◆ Excerpt ◆
● ● ● ● ● ● ●
Peter Zumthor's Secular Retreat is the last in a series of eight holiday homes built by Living Architecture. Here's a look at them all, from a barn cantilevered over a hillside, to a boat perched on the roof of a concert venue.
Alain de Botton – a philosophy author based in London – set up holiday rentals company Living Architecture in 2006, with a vision to make contemporary architecture accessible to a new audience.
Twelve years later, the company has built eight homes, designed by some of the most respected names in architecture. They are dotted all over the UK – John Pawson has built one in a remote Welsh valley, while NORD Architecture built one on the vast shingle beach of Dungeness.
According to Mark Robinson, the man who commissions the projects, this will be the last in the series, as the company wants to switch its focus to more community-focused projects.
● ● ● ● ● ● ●
◆ Your assignment ◆
Copy the passage above about Living Architecture's holiday homes word for word.

◆ Records shown ◆
● ● ● ● ● ● ●
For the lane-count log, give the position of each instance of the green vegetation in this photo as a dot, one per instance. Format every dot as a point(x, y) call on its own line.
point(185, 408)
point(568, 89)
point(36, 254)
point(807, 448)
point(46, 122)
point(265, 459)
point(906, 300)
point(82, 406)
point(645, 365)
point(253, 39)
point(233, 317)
● ● ● ● ● ● ●
◆ Task result ◆
Peter Zumthor's Secular Retreat is the last in a series of eight holiday homes built by Living Architecture. Here's a look at them all, from a barn cantilevered over a hillside, to a boat perched on the roof of a concert venue.
Alain de Botton – a philosophy author based in London – set up holiday rentals company Living Architecture in 2006, with a vision to make contemporary architecture accessible to a new audience.
Twelve years later, the company has built eight homes, designed by some of the most respected names in architecture. They are dotted all over the UK – John Pawson has built one in a remote Welsh valley, while NORD Architecture built one on the vast shingle beach of Dungeness.
According to Mark Robinson, the man who commissions the projects, this will be the last in the series, as the company wants to switch its focus to more community-focused projects.